• _GIVEN TASK_:
Write out each of the following items exactly as it appears.

• _EXTRACTED DATA_:
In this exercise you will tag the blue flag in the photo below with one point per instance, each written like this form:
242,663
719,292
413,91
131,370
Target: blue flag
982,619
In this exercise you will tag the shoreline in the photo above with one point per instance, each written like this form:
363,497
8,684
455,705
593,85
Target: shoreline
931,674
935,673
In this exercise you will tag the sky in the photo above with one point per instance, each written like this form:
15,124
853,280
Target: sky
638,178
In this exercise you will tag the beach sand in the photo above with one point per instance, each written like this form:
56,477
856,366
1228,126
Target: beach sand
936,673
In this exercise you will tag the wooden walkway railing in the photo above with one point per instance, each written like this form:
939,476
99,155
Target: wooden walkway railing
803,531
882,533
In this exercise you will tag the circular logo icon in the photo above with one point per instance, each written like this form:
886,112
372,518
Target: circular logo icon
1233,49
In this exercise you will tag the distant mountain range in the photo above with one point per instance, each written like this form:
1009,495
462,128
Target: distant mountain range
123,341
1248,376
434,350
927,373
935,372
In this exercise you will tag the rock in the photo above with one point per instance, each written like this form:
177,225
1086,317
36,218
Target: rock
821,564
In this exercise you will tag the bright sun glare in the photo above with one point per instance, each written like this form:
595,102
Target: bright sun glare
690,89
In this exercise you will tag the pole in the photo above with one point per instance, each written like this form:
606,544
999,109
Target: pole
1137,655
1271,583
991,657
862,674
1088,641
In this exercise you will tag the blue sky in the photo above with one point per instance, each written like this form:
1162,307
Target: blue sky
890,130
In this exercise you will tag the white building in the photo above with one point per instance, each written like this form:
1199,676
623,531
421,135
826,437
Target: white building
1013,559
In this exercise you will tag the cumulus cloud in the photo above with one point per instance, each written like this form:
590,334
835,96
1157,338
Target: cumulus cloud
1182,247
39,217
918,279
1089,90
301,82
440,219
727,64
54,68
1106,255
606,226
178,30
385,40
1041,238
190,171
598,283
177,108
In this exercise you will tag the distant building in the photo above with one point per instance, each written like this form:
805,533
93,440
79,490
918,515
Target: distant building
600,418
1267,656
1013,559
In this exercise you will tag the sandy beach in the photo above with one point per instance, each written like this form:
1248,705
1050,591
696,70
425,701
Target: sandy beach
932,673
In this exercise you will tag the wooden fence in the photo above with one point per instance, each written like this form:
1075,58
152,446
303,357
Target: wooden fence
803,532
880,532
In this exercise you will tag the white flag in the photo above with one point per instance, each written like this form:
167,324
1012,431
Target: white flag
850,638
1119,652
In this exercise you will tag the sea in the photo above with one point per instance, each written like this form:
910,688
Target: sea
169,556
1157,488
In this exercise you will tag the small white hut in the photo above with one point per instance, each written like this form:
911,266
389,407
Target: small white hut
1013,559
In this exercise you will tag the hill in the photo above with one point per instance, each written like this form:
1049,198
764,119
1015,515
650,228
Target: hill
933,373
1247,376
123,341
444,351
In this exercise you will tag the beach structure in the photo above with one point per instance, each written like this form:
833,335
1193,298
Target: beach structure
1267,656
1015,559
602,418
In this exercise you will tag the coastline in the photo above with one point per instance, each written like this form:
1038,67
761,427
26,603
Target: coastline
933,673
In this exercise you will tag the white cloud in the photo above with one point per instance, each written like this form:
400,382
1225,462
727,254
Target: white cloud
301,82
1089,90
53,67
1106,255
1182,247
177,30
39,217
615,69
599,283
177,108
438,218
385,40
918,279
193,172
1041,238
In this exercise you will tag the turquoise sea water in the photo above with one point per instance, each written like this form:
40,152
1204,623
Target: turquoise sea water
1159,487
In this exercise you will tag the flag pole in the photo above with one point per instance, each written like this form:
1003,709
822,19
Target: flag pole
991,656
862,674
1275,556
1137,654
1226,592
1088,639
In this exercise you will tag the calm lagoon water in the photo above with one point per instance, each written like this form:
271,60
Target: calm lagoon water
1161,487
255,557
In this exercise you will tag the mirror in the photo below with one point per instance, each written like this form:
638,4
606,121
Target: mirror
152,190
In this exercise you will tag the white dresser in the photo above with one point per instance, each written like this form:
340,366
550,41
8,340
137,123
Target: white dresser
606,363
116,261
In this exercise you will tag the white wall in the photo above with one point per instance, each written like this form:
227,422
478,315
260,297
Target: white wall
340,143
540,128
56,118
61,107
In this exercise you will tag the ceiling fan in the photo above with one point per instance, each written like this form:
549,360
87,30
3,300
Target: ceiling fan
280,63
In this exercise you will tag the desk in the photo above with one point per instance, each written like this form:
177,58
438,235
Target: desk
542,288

• _EXERCISE RESPONSE_:
In this exercise you will tag the blue flag in the photo below with one point per instance, each written like this form:
242,663
719,292
413,91
131,370
Target: blue flag
982,619
In this exercise you will tag the shoreline in the photo above with one point per instance, each written like this form:
363,497
8,684
455,705
593,85
Target: shoreline
931,674
935,673
In this exercise you will tag the sky in the photo above with one point per instance, each written like this form:
15,124
853,280
Target: sky
638,178
In this exercise you will tag the beach sand in the photo above with one point per instance, each written like this form:
56,477
856,366
1228,126
Target: beach sand
936,673
In this exercise you will tag the wooden walkway railing in the photo above with one point per instance, each written like this form:
939,476
99,155
Target: wooden walkway railing
803,531
882,533
In this exercise you will tag the circular logo icon in the photo above with one point per instance, each written like this form:
886,112
372,518
Target: circular logo icon
1233,49
In this exercise you will tag the distant mountain range in the photo above with one point per instance, each written like this form:
1009,495
462,128
Target: distant mountain range
123,341
1248,376
434,350
927,373
935,372
In this exercise you will tag the rock in the photo above with one point per instance, each written like this form:
177,225
1086,317
36,218
Target: rock
821,564
In this exercise you will tag the bright sun glare in the photo above with one point per instance, each written like this form:
595,102
Target: bright sun glare
690,89
In this exercise you will tag the pole in the photo above with one point per instance, each written like this form:
606,544
999,109
Target: pole
1137,655
1271,583
991,657
862,674
1088,641
In this exercise you will tag the blue sky in the photo above with one point per instance, each written like this form:
1162,307
Target: blue sky
890,130
In this exercise you will tag the white building in the photo above with one point per instance, each written like this form:
1199,676
623,531
421,135
826,437
Target: white building
1013,559
In this exercise you will tag the cumulus cloud in the photo above with one point per instance, each written like this form:
590,334
835,96
1157,338
Target: cumulus cloud
1182,247
39,217
918,279
1089,90
301,82
440,219
727,64
54,68
1106,255
606,226
178,30
385,40
1041,238
190,171
598,283
177,108
In this exercise you will tag the distant building in the photo above with one point per instance, each written like this form:
805,533
93,440
79,490
918,515
Target: distant building
600,418
1267,656
1013,559
In this exercise you will tag the sandy beach in the photo above with one point per instance, each written like this form:
1248,705
1050,591
696,70
425,701
Target: sandy beach
932,673
In this exercise you will tag the wooden fence in the photo above with one point per instance, each written like this form:
1075,58
152,446
303,357
Target: wooden fence
803,532
880,532
In this exercise you will tag the white flag in the photo above with one point per instance, each written like this form:
167,324
1012,431
Target: white flag
850,638
1119,652
In this exercise you will tag the sea in the photo above with one point per instance, each written like this form:
910,688
Target: sea
169,556
1157,488
In this exercise you will tag the small white hut in the photo above with one point per instance, each written like this form:
911,266
389,407
Target: small white hut
1013,559
In this exercise you will tag the hill in the photo above with one point per instance, each written like this form:
1049,198
764,119
1015,515
650,228
Target: hill
933,373
1247,376
123,341
444,351
In this exercise you will tag the beach structure in the photo above with one point per instance, each written like this form:
833,335
1193,298
Target: beach structure
1267,656
1015,559
602,418
In this exercise you will tag the coastline in the photo above with one point per instance, each written like this form:
1038,67
761,427
26,603
Target: coastline
933,673
In this exercise you will tag the white cloud in the photo above with one point per instance, each written like this form:
400,382
1225,462
727,254
Target: white cloud
301,82
1089,90
53,67
1106,255
1182,247
177,30
39,217
615,69
599,283
177,108
438,218
385,40
918,279
193,172
1041,238
In this exercise you will tag the turquoise sea water in the photo above with one point per instance, each written like this form:
40,152
1204,623
Target: turquoise sea water
1159,487
In this exercise you will tag the flag pole in the photo above with one point per instance, each written like this form:
1003,709
822,19
Target: flag pole
991,656
862,674
1275,556
1137,654
1226,592
1088,639
In this exercise you will tag the calm lagoon water in the photo above with one point per instance, each written like this form:
271,60
Target: calm lagoon water
1161,487
255,557
In this exercise you will tag the mirror in the photo below with one point per instance, each written like this form:
638,4
606,121
Target: mirror
152,190
In this exercise you will tag the white dresser in the photo above with one point per instance, each written like this form:
340,366
550,41
8,340
137,123
Target: white dresser
606,363
116,261
In this exercise you will tag the white wall in the photo above with one point per instance, each written like this form:
227,422
478,315
260,297
Target: white wall
340,143
540,128
56,118
61,107
In this exercise you will tag the ceiling fan in the photo above with one point per instance, each written like this form:
549,360
87,30
3,300
Target: ceiling fan
280,63
In this exercise you will tag the desk in the photo above with one point per instance, each written like this form:
177,58
438,235
Target: desk
542,288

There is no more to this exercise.